╭─ EXTRACT PROVIDED

Living Drugs: Using Your Own Blood to Fight Cancer

Living Drugs: Using Your Own Blood to Fight Cancer

It has been said that our immune system is powerful enough to fight any disease. How conventional medicine is irrelevant and only suppresses the eventual ability a human system can tap into to surpass any pharmaceutical.

This, of course, is only a theory as conventional medicine continues to save millions of lives daily. However, scientists are beginning to embrace immunotherapy techniques that may take the theory of natural healing to a whole new level.

Immunotherapy is, according to The National Cancer Institute (NCI), “a type of biological therapy [] that uses substances made from living organisms to treat cancer.”

Recently, using a person’s own blood to grow into a disease fighting army able to destroy tumors is showing promise. Ken Shefveland of Vancouver, Washington is one patient in an experimental blood immunotherapy study that has experienced surprising success. He was riddled with lymphoma and after treatment said, “the cancer was just melting away” and “Today I find out I’m in full remission, how wonderful is that?”

Releasing the Brakes

Using blood immunotherapy, specific markers that become suppressed when cancer takes over can be unlocked. One approach involves the manipulation of T-cells, the immune system’s fighter squadron. These have a difficult time recognizing cancer cells because cancer is notorious for being able to blend in and avoid a T-cell assault. So essentially, in many cancer cases, the army sees no problem as the enemy consumes everything around it.

╰─
╭─ INPUT DATA

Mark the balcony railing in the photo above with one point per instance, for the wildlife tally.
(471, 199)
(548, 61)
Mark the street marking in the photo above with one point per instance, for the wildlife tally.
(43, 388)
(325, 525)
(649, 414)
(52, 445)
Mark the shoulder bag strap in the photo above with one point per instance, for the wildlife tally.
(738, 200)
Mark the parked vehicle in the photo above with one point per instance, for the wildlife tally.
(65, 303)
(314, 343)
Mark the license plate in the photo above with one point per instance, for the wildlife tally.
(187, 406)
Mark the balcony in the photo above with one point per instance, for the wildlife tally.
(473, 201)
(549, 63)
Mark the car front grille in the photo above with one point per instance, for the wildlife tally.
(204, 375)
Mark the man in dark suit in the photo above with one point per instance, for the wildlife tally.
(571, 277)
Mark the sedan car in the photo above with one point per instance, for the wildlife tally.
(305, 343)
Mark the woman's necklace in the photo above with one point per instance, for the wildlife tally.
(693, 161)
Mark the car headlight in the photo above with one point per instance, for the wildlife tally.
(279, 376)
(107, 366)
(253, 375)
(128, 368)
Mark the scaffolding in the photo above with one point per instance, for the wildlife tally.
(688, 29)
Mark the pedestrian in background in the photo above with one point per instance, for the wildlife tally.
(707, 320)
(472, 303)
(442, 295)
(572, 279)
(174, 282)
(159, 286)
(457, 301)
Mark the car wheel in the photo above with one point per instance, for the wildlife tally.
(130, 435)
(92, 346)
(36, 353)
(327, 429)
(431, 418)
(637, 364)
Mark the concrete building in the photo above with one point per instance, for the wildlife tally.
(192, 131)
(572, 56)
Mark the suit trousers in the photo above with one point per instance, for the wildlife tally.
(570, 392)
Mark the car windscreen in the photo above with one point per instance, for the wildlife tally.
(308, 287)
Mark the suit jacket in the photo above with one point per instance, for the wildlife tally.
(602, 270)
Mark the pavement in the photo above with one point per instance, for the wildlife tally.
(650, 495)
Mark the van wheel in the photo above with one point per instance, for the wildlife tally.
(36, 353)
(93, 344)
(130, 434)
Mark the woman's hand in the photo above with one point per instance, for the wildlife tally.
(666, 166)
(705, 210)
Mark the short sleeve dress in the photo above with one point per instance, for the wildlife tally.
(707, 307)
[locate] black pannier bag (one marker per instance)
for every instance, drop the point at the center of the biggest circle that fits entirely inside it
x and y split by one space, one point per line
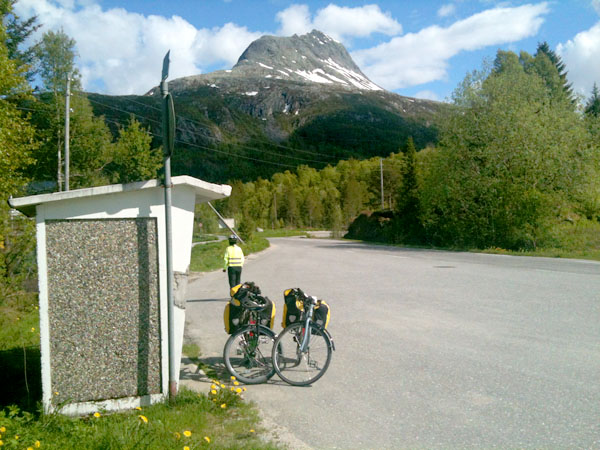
234 317
321 313
291 307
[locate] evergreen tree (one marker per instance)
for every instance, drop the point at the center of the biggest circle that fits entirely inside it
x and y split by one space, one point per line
17 32
592 107
505 163
133 159
407 222
543 49
17 144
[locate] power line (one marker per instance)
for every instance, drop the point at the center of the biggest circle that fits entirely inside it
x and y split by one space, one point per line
237 145
204 127
236 155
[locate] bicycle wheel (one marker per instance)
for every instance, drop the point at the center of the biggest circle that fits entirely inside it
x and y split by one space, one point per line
247 354
295 367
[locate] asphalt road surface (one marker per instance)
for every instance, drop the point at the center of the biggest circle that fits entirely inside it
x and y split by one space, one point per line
433 349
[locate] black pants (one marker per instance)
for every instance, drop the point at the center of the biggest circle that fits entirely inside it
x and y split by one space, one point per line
234 274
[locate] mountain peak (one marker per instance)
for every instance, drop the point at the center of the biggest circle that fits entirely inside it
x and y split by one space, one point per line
313 57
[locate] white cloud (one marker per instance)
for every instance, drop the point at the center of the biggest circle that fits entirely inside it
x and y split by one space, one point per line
418 58
427 95
339 22
121 52
446 10
581 56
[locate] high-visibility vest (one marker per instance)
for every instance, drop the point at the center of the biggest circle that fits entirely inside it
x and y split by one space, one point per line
234 256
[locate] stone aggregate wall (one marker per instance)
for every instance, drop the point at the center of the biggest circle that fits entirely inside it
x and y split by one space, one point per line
104 312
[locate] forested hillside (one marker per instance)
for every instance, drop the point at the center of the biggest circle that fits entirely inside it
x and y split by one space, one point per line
517 166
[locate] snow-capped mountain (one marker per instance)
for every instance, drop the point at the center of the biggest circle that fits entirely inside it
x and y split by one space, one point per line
286 98
313 57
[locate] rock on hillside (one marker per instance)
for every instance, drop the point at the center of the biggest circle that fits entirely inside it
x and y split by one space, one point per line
285 97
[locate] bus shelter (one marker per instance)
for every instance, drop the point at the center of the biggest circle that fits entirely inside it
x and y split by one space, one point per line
103 301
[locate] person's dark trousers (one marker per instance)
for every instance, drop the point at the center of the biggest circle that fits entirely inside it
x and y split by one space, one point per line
234 274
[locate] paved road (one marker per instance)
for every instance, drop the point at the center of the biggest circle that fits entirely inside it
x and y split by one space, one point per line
434 349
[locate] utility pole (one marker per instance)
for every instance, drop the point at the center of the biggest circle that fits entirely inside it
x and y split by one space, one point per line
168 123
67 116
381 176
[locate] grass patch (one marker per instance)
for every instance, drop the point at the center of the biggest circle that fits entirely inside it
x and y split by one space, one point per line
218 419
20 374
281 232
208 257
223 416
580 240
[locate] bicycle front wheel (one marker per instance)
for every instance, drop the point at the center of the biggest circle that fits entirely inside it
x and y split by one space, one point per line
247 354
301 368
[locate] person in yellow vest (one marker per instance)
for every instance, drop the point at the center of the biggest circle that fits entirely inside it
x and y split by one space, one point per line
234 260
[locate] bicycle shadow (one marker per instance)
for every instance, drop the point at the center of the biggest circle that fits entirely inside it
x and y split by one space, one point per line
207 369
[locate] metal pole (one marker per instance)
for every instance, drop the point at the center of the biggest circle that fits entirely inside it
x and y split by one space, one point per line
225 223
67 111
381 174
164 90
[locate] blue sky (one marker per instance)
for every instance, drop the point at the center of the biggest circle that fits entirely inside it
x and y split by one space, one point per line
415 48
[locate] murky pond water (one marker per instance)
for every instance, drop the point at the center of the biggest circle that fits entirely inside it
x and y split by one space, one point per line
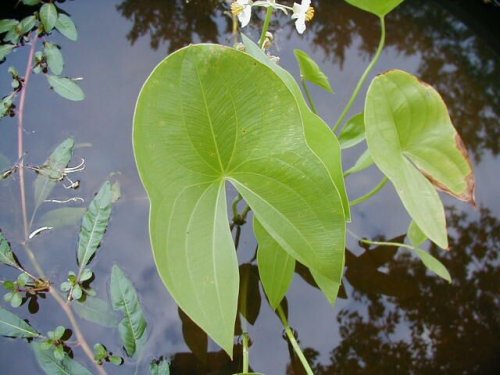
394 318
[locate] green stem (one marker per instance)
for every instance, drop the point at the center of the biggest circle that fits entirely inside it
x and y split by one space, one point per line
309 97
267 21
246 354
294 342
364 76
367 196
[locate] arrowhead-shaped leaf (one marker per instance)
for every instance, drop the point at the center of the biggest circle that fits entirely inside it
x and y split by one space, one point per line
378 7
210 114
12 326
412 140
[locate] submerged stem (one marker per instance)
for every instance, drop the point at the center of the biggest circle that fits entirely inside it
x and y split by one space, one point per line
294 342
363 76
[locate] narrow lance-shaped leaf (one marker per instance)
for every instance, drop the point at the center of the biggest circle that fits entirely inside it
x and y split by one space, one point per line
276 266
12 326
48 16
94 225
66 27
52 171
6 255
54 57
210 114
53 366
67 88
124 298
310 70
378 7
412 140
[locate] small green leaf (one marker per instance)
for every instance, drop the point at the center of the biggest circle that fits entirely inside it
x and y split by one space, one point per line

╰─

INSTRUCTIONS:
1. Answer these questions about the article on using blood to fight cancer:
(a) According to the National Cancer Institute, what does immunotherapy use to treat cancer?
(b) What disease did Ken Shefveland have, and where is he from?
(c) What does the article say makes it hard for T-cells to recognize cancer cells?
2. Resume the article on blood immunotherapy for cancer from its last sentence.

RESPONSES FOR EACH TASK:
1.
(a) Substances made from living organisms.
(b) Lymphoma; he is from Vancouver, Washington.
(c) Cancer is notorious for being able to blend in and avoid a T-cell assault.

2.
However, recent research shows that by using immunotherapy drugs called “checkpoint inhibitors,” the brakes that the cancer seems to put on T-cell function are released, enabling the T-cells to spot the cancer and attack.

Taking this therapy further has shown significant results, such as in Ken Shefveland’s case. New research is attempting to increase the strength of T-cells so they can override cancer suppressing cells before they even get a chance to takeover. These are supercharged immune cells.

Supercharged Immune Cells

With cancer killing approximately 600,000 Americans per year, which also includes 45,000 dying from leukemia and lymphoma, there is a desperate need for anything that remotely works at giving someone a chance. This is why researchers are experimenting with supercharged immune cells by unleashing them into the bloodstream. These supercharged cells use the hosts T-cells which are significantly increased in the lab.

One process is called adoptive cell transfer (ACT) which harnesses the patient’s immune cells and helps them recognize cancers. NCI describes the ACT application for development of CAR-T cells,

“After collection, the T cells are genetically engineered to produce special receptors on their surface called chimeric antigen receptors (CARs). CARs are proteins that allow the T cells to recognize a specific protein (antigen) on tumor cells. These engineered CAR T cells are then grown in the laboratory until they number in the billions.”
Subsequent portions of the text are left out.